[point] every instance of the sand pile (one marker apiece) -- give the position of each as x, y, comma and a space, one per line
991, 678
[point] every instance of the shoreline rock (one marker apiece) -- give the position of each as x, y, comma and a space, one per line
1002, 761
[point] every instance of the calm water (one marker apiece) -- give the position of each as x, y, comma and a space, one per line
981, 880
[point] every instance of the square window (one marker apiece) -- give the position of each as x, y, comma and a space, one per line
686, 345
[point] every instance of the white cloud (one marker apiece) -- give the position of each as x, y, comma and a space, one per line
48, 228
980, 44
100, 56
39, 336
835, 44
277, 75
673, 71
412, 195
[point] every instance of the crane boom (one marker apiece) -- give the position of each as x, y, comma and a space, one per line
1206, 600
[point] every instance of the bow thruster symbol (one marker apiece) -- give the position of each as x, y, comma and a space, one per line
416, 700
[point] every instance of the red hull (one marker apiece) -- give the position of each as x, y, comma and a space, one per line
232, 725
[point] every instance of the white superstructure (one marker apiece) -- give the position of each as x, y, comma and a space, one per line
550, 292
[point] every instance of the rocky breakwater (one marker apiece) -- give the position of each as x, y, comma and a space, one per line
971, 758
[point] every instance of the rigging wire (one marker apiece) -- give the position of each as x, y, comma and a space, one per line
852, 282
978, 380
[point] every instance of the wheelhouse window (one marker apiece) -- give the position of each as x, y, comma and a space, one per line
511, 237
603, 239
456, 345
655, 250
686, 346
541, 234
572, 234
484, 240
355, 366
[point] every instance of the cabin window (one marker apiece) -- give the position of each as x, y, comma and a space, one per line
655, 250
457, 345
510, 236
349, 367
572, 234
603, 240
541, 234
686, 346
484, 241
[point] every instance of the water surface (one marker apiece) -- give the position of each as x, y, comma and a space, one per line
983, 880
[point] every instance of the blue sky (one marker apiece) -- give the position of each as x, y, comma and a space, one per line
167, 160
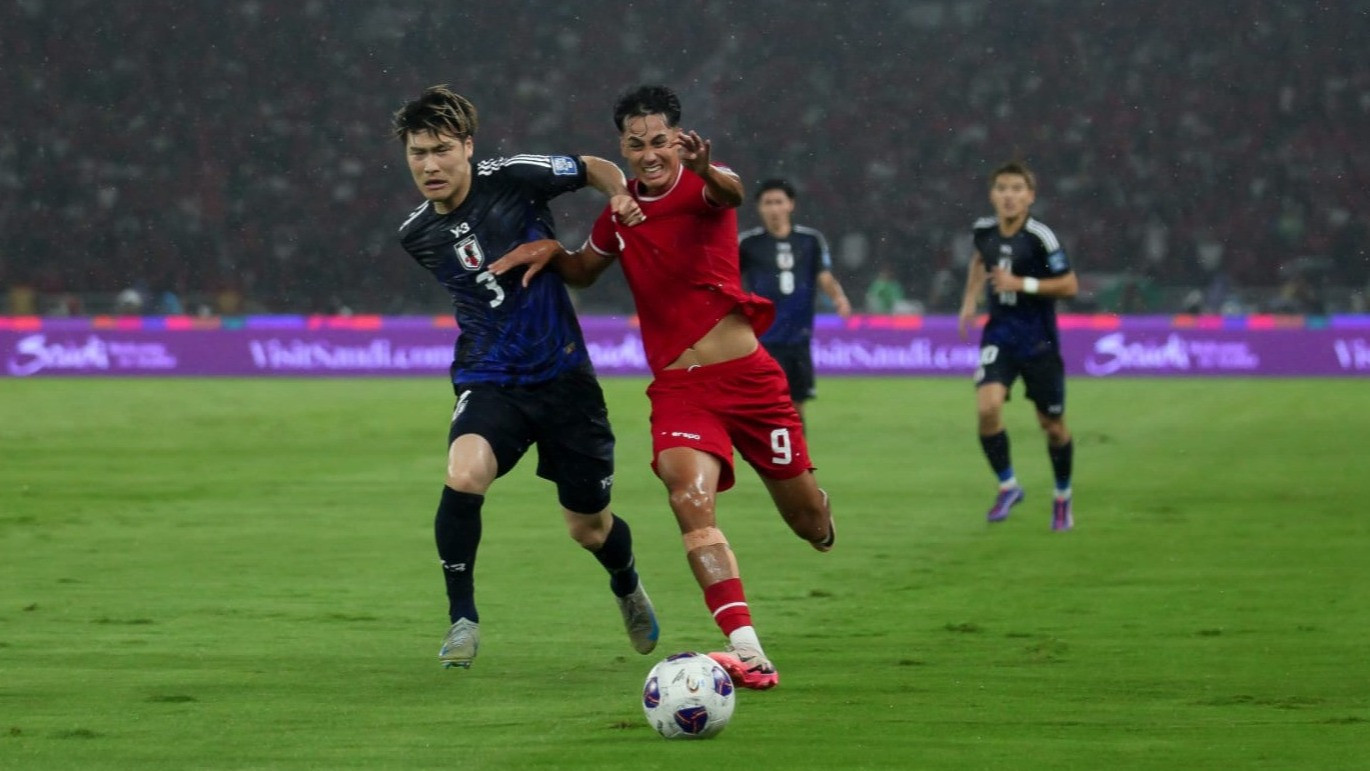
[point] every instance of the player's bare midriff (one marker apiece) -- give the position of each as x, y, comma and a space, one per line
730, 338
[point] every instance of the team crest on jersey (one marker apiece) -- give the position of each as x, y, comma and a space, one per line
563, 166
469, 251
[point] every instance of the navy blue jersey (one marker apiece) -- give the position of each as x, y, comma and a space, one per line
508, 334
785, 271
1019, 322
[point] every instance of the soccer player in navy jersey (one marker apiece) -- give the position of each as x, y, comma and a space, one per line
1026, 273
787, 263
713, 385
519, 369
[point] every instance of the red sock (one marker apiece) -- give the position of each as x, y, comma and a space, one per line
728, 603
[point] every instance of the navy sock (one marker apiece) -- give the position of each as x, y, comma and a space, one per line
458, 532
1062, 463
617, 558
996, 451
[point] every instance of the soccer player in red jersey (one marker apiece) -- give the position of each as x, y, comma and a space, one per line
713, 385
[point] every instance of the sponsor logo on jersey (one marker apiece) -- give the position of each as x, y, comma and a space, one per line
469, 251
563, 166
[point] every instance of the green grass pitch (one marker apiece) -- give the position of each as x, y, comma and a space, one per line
240, 574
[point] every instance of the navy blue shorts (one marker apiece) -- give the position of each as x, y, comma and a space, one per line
566, 418
798, 362
1044, 375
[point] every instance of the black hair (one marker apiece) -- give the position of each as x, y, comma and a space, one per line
647, 100
436, 111
776, 184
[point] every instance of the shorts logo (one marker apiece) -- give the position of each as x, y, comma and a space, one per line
469, 251
563, 166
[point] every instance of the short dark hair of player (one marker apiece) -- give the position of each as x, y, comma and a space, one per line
782, 185
436, 111
1018, 169
647, 100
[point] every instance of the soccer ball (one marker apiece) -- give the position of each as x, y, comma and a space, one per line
688, 696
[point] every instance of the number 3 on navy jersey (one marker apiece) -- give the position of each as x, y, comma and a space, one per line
488, 280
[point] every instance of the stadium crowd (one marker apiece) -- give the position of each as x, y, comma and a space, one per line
239, 151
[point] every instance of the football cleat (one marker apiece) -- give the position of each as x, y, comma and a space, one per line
1007, 499
640, 619
747, 668
461, 644
1061, 516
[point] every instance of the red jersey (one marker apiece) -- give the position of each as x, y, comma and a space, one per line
681, 264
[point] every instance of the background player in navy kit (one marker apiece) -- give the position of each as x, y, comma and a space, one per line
785, 263
1028, 273
519, 367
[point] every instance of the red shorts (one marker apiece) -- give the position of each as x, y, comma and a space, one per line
743, 403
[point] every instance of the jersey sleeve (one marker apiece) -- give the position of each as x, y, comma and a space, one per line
1052, 255
825, 255
603, 234
548, 175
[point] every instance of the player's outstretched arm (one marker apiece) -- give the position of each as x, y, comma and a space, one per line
970, 299
833, 288
1061, 286
724, 188
577, 269
607, 178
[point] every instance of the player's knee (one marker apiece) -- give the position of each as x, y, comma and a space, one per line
692, 503
466, 479
588, 532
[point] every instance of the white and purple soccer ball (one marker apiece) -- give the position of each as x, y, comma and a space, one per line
688, 696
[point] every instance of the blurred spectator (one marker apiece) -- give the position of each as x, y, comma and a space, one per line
206, 140
129, 303
884, 295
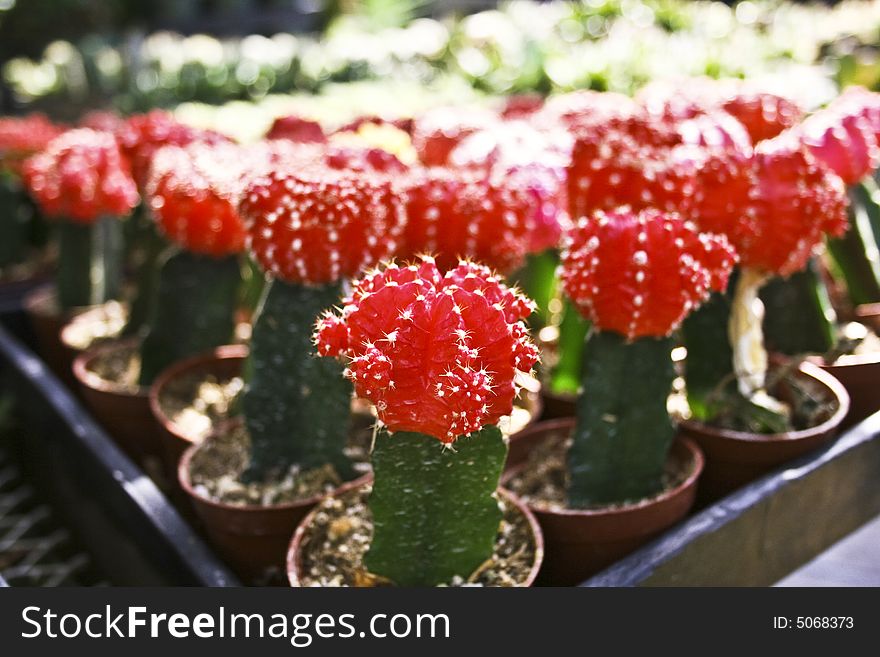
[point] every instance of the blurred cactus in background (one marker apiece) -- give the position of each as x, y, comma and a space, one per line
142, 55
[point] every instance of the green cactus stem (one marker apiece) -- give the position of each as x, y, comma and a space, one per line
144, 260
798, 317
194, 310
709, 363
14, 224
252, 284
89, 262
297, 406
623, 432
566, 373
856, 254
434, 512
538, 281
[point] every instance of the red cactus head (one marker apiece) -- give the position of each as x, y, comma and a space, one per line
144, 134
437, 132
194, 193
321, 225
363, 159
297, 129
574, 109
82, 176
633, 161
843, 138
404, 124
715, 131
640, 273
775, 206
796, 203
435, 354
764, 114
460, 213
22, 137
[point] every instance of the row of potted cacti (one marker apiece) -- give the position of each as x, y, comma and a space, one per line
666, 214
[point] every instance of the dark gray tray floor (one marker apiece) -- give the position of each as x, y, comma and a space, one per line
853, 561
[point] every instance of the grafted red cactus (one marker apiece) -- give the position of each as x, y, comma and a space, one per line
573, 109
81, 176
775, 206
297, 129
763, 114
463, 213
22, 137
633, 161
437, 354
143, 134
321, 225
714, 131
440, 130
640, 273
844, 137
404, 124
194, 193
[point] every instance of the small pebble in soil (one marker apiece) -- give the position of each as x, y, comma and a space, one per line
543, 481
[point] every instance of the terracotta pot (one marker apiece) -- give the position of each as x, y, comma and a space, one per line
734, 458
581, 542
860, 375
294, 552
252, 539
47, 320
223, 363
124, 414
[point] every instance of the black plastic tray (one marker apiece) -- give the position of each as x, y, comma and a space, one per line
119, 515
769, 528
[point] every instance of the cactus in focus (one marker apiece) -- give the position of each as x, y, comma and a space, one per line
310, 231
635, 276
437, 355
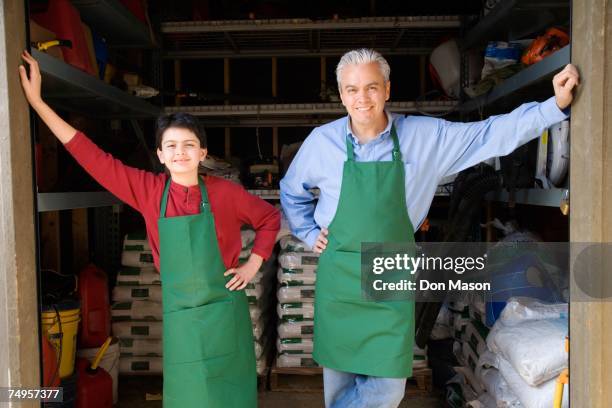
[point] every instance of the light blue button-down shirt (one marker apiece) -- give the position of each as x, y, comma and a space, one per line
431, 150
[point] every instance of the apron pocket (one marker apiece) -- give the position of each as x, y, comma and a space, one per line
200, 333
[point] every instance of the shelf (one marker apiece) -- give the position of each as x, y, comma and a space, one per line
69, 201
538, 72
74, 90
275, 194
516, 19
113, 21
293, 114
412, 35
532, 196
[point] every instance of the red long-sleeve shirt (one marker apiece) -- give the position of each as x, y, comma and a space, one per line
230, 204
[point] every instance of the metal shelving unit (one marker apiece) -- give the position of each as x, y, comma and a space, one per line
531, 196
529, 76
70, 201
515, 19
412, 35
275, 194
115, 23
71, 89
293, 114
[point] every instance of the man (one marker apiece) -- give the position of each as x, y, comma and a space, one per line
378, 173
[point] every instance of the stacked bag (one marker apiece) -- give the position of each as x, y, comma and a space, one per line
467, 324
137, 310
525, 354
296, 279
254, 291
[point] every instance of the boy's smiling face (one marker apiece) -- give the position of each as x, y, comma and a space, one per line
180, 151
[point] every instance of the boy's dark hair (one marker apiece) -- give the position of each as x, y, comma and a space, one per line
179, 120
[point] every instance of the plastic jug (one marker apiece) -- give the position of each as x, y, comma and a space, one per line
94, 384
95, 307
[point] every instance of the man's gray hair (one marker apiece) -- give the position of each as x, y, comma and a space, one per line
363, 56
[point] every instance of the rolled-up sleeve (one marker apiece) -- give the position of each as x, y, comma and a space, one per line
297, 201
463, 145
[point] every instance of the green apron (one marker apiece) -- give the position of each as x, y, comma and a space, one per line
352, 334
209, 358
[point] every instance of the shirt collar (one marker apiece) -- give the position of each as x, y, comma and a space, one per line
381, 136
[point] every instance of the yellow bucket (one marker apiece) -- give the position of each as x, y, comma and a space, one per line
60, 323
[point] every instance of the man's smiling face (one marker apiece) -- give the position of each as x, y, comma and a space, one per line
363, 92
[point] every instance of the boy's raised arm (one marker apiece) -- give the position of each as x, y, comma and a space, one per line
31, 87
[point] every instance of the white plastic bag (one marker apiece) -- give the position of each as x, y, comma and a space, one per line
290, 243
128, 275
140, 347
535, 348
291, 294
541, 396
492, 380
299, 260
129, 293
137, 310
295, 360
295, 276
300, 329
294, 346
295, 311
519, 309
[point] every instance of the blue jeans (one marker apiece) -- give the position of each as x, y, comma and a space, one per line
346, 390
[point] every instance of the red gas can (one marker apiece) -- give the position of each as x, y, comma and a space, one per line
137, 8
94, 387
95, 325
64, 20
51, 376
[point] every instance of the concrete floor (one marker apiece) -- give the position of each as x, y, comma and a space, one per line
133, 390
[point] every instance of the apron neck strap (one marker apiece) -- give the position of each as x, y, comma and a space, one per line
396, 154
164, 202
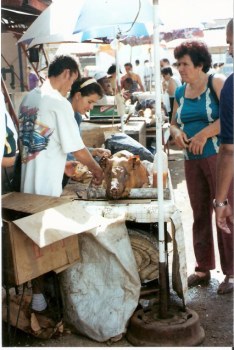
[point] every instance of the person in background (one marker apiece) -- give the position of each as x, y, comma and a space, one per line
195, 127
33, 80
84, 94
137, 83
224, 174
112, 77
170, 85
164, 62
103, 79
139, 69
147, 75
47, 133
9, 149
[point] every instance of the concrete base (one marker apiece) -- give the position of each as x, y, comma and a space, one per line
180, 328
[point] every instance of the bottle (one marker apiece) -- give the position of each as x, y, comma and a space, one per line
164, 167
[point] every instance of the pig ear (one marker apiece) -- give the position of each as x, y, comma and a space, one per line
103, 162
134, 161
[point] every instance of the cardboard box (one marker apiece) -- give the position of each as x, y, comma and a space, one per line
26, 219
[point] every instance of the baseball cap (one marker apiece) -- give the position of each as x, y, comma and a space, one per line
100, 75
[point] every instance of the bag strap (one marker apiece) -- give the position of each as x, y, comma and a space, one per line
212, 90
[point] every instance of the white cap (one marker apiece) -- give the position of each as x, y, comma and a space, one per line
100, 75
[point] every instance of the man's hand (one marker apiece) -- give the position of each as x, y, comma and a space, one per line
101, 152
70, 168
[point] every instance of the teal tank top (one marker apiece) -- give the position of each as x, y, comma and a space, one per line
195, 114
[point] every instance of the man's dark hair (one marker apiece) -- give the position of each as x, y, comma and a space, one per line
128, 64
60, 63
112, 69
166, 70
93, 88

▶ [Directions]:
Restate the line containing "[point] every instance of the bag" and every remaining line of the records word for word. Add nothing.

▶ [Result]:
[point] every instance of the bag strap (one marker apiece) -- give the position of each as x, y, comma and a space, one per line
212, 90
[point] every instance of the white cap (one marker apiece) -- give the position of each as x, y, comma and a space, one per line
100, 75
[point] every instance of the man's hand (one marker apiece) -- give the position of each as x, y, comma and a space, one per line
101, 152
70, 168
[point] every instance of the teal tank top (one marker apiece) -- give the position of each as x, y, comma and a space, one per line
195, 114
[point] every instance of the man's dark hair (one marker apiece) -- give the position of each as x, y, comma and a space, one per line
128, 64
60, 63
112, 69
166, 70
93, 88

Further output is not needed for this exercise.